**REQUIRED TASKS**.
**a.** According to the mental health center article below, how much ARPA funding did Grand Traverse County commit to the center?
**b.** Please write the next part of the mental health center article, picking up after its final sentence.

Traverse City News and Events

Mental Health Center Sees Increasing Numbers, Prepares for Residential Unit Expansion

By Beth Milligan | Aug. 26, 2025

Eight months into its launch, the Grand Traverse Mental Health Crisis and Access Center – a partnership between Munson Healthcare and Northern Lakes Community Mental Health Authority (NLCMHA) – is seeing an increasing volume of patients for its initial services, including 24/7 care and northern Michigan’s first psychiatric urgent care. The center is now preparing for its next major expansion: bringing nine adult and six pediatric crisis residential beds online.

Munson COO Laura Glenn provided a recent update to Grand Traverse County commissioners on the center’s progress since opening in January at 410 Brook Street on the Munson Medical Center campus in Traverse City. The county is a significant funding partner for the project, committing $5 million in American Rescue Plan Act (ARPA) funds to the center. Just under $4 million of that funding has been spent to date, Glenn said.

In phase one, which ran from January to June, the center offered services including crisis phone screening, mobile crisis services, face-to-face crisis intervention, psychiatric preadmission screening, peer support services, and referrals to outpatient therapy. The facility operated Sunday-Thursday 8am-8pm. During those six months, there were 277 service contacts with individuals from 20 counties – with the majority from Grand Traverse County, Glenn said.

**SUPPLIED RECORDS**.
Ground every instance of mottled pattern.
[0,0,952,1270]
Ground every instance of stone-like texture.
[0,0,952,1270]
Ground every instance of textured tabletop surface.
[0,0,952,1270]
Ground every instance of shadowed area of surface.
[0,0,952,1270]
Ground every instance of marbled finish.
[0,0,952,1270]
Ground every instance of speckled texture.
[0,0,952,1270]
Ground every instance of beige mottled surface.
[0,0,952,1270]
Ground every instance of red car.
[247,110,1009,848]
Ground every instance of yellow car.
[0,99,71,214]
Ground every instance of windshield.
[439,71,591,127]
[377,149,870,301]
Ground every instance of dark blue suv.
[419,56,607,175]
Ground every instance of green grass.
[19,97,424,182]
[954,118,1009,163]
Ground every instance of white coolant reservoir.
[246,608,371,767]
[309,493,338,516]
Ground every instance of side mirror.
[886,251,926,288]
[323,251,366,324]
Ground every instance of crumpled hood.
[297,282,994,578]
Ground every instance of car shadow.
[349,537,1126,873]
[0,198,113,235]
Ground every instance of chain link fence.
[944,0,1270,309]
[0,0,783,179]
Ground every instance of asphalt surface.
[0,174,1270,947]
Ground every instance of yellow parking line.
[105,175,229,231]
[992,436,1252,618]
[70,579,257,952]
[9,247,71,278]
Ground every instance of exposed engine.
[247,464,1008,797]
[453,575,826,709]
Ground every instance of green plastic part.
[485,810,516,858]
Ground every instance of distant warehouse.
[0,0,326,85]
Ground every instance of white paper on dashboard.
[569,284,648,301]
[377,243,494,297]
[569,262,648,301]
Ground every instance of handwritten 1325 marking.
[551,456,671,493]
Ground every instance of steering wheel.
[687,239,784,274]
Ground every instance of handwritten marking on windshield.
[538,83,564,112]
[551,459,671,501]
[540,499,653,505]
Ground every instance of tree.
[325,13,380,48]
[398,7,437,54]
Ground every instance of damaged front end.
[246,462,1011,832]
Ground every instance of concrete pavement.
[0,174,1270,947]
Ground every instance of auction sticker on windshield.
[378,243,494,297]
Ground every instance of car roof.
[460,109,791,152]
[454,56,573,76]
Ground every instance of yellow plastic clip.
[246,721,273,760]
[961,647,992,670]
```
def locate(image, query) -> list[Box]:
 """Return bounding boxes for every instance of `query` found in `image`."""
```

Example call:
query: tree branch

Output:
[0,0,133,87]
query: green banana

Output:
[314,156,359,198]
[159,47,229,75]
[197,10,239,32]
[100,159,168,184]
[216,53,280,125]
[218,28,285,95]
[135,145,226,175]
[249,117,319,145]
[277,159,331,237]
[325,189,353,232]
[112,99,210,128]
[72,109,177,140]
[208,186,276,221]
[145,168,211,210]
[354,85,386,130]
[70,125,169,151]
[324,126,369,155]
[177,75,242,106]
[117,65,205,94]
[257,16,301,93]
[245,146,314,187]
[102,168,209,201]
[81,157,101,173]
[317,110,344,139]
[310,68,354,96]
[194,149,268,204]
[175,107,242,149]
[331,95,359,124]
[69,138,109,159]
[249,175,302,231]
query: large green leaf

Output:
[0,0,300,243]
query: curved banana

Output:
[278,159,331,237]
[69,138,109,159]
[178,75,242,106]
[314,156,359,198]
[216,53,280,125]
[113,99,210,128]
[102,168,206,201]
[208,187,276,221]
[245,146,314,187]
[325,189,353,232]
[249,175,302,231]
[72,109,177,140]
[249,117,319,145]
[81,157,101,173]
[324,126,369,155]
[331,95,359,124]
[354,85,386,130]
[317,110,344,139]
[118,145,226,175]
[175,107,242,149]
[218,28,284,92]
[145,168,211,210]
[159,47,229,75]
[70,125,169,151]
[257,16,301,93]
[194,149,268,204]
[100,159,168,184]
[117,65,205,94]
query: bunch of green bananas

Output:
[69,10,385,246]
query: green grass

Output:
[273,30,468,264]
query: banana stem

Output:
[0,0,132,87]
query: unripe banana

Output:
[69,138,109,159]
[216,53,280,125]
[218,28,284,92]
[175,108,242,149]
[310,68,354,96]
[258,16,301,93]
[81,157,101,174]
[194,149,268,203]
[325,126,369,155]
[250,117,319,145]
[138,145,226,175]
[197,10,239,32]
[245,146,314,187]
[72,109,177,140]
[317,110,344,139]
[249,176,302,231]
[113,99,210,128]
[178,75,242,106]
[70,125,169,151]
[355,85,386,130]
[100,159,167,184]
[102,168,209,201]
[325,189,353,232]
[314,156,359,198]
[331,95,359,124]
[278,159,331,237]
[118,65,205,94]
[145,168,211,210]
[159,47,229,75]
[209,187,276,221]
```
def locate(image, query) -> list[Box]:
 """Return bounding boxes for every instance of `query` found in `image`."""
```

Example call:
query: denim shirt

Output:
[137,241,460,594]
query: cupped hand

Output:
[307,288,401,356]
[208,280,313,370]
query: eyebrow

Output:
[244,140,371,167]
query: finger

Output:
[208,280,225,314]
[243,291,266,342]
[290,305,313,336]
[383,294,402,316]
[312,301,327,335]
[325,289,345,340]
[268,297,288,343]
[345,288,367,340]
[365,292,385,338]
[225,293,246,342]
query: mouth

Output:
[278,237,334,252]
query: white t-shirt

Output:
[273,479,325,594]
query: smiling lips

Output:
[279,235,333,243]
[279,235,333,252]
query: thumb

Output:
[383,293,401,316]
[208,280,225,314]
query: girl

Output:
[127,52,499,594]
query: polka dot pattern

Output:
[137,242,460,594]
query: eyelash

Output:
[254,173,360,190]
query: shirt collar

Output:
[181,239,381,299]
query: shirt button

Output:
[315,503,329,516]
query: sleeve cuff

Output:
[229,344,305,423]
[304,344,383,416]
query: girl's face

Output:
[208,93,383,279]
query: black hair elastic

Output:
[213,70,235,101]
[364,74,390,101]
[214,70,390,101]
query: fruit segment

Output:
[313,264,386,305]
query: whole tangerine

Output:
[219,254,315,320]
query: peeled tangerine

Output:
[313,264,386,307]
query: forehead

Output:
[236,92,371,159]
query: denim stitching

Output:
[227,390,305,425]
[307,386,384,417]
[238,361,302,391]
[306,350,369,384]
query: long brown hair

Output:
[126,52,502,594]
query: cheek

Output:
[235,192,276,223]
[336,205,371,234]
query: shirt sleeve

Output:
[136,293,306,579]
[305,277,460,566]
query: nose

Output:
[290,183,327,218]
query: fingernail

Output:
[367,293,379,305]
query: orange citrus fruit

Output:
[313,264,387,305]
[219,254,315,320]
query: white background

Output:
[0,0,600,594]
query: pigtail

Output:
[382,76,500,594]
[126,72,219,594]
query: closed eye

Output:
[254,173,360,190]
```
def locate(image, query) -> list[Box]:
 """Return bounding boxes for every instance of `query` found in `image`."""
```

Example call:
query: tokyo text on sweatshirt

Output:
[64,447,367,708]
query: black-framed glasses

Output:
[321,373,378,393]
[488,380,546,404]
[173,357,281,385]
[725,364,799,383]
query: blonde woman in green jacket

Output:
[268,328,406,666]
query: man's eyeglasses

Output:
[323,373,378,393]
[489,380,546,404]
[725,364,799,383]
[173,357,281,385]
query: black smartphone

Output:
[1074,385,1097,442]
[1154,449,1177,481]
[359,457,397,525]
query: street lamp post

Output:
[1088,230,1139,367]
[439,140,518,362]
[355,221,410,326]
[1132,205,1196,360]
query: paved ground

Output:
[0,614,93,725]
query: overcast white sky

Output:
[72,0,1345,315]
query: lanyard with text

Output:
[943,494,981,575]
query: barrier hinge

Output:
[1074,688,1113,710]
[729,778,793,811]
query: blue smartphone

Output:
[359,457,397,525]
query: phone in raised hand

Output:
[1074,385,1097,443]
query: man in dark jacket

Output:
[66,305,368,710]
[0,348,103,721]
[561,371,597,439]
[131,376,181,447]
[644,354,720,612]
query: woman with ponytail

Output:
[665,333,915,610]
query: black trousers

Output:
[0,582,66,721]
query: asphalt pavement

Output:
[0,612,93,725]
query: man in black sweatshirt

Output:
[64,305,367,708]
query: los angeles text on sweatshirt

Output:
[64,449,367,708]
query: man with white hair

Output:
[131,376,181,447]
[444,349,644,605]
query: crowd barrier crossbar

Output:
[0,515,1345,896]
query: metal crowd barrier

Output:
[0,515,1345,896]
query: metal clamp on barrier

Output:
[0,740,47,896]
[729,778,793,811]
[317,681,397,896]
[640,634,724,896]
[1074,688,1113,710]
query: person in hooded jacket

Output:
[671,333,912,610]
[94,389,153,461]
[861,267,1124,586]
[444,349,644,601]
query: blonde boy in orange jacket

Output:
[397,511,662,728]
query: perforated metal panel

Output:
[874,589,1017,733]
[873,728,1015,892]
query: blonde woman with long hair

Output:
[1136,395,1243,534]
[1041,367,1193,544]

**RESPONSES BY ITEM NUMBER**.
**a.** $5 million

**b.**
On July 7, the center launched phase two of services and expanded hours to 24/7. New offerings now available include a “living room” model of care facilitated by NLCMHA, which offers a “safe, home-like, non-clinical setting where people can receive crisis intervention, stabilization services, and support from staff who have their own experience with mental illness or substance use disorder,” according to Munson’s website.

The facility also launched a new psychiatric urgent care, which is the only such urgent care north of Grand Rapids and one of only a handful in Michigan, Glenn said. The urgent care is operated by Munson Monday-Friday 8am-5pm and has a full-time psychiatrist on staff. Psychiatric urgent care is “an intermediate level of care between community-based services and hospital care services that can often prevent urgent situations from escalating,” the website notes.

In the first month of phase two, there have been 58 urgent care visits and 108 crisis center contacts, according to Glenn. “Our volume is increasing,” she said. “We are serving more individuals in that location.” She reminded commissioners that the goal of the center is to provide a complete “crisis continuum” – with the facility being the missing piece locally until its opening – and to divert individuals experiencing mental health crises from the emergency room or jail. Glenn said the center has been able to successfully resolve most of the crises it’s handled, connecting individuals with continued support services in the community after leaving the facility. Only 10 visits have resulted in in-patient admissions, she said.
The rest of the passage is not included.